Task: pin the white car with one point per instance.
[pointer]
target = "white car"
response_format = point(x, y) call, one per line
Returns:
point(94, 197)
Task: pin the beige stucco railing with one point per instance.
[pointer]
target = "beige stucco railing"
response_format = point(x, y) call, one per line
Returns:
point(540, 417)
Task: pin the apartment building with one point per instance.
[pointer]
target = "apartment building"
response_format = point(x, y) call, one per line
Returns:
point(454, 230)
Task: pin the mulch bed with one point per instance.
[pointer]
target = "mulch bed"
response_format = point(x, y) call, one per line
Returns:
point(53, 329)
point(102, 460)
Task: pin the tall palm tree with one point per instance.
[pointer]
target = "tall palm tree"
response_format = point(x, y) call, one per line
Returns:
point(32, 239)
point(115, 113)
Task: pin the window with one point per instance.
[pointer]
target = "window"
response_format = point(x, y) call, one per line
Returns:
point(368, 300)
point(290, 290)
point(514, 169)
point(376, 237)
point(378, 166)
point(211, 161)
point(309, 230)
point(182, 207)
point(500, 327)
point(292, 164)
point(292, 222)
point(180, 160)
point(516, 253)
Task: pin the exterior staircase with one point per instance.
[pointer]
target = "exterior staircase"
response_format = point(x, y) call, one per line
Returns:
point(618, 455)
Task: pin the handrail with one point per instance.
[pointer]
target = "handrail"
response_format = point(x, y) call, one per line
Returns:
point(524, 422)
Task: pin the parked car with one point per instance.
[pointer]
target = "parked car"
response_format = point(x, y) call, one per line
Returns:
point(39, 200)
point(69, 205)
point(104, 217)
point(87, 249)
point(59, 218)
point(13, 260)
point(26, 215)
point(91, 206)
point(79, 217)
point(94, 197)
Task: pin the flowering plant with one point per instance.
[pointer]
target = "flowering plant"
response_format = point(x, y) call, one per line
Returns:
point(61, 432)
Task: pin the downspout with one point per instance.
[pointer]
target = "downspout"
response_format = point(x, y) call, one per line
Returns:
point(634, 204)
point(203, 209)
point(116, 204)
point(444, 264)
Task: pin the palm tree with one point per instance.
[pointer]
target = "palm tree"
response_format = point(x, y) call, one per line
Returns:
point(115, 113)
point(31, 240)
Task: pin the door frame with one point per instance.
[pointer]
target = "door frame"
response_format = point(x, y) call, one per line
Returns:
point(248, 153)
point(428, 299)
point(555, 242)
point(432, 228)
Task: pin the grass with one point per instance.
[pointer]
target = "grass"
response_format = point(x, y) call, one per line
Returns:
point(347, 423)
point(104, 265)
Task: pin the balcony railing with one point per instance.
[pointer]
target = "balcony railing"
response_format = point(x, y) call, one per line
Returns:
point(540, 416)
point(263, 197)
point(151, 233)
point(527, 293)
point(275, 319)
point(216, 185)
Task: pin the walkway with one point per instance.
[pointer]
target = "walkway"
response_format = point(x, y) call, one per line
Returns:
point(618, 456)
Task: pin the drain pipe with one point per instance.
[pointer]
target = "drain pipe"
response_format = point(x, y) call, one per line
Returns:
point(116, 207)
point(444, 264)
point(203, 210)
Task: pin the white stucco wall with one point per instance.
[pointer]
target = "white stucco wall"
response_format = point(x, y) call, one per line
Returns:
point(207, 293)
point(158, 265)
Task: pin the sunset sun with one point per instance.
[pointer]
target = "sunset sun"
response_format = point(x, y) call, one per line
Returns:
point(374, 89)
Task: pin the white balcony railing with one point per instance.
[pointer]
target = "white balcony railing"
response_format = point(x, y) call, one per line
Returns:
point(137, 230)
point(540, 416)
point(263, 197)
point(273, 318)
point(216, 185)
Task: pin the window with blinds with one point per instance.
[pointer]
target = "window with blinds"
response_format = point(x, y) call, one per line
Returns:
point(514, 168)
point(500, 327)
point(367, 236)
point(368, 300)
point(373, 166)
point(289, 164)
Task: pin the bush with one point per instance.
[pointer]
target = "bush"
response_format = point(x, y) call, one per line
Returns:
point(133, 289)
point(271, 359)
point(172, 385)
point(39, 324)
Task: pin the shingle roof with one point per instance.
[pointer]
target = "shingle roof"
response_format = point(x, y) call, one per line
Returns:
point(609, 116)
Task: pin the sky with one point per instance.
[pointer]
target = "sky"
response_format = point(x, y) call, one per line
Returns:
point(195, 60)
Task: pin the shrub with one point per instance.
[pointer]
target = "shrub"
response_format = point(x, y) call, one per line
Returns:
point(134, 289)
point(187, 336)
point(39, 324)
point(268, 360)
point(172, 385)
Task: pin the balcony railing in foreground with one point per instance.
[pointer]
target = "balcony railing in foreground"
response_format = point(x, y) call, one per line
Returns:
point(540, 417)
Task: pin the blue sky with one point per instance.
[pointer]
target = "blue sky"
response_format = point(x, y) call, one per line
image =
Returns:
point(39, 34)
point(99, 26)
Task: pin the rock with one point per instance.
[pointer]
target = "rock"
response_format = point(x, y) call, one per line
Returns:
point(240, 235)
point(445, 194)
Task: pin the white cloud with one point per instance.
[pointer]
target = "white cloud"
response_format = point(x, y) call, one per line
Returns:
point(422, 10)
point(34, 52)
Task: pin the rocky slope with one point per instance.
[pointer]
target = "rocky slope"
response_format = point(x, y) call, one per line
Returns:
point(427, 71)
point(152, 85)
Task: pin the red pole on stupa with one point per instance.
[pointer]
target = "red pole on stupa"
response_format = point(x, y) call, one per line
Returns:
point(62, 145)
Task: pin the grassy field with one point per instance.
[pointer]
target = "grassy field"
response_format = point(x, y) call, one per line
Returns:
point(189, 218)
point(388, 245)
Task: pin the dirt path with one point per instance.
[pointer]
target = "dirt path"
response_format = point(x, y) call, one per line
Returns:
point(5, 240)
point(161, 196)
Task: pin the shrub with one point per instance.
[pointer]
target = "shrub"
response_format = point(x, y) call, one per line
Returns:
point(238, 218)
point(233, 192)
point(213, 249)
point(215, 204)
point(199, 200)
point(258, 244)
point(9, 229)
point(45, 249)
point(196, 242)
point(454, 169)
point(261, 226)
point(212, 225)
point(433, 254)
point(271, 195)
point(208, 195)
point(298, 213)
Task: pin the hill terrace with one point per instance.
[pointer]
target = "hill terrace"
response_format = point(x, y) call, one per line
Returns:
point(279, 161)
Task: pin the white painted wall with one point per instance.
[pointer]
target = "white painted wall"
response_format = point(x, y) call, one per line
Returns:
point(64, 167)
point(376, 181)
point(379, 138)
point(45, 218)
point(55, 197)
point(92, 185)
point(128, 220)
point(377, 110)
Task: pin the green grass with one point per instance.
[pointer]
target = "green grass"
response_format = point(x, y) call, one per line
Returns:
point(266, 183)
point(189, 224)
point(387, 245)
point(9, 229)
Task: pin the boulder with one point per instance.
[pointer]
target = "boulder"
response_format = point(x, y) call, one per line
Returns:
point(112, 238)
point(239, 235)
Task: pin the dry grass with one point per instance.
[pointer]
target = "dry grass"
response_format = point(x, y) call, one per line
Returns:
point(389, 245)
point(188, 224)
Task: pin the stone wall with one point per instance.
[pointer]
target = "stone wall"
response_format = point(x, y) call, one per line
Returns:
★ ★ ★ ★
» Prompt
Search the listing above for "tree" and copy every line that holds it.

» Problem solution
Task: pin the tall palm tree with one point per instance.
target = "tall palm tree"
Task: pin the palm tree with one point per instance.
target = "palm tree"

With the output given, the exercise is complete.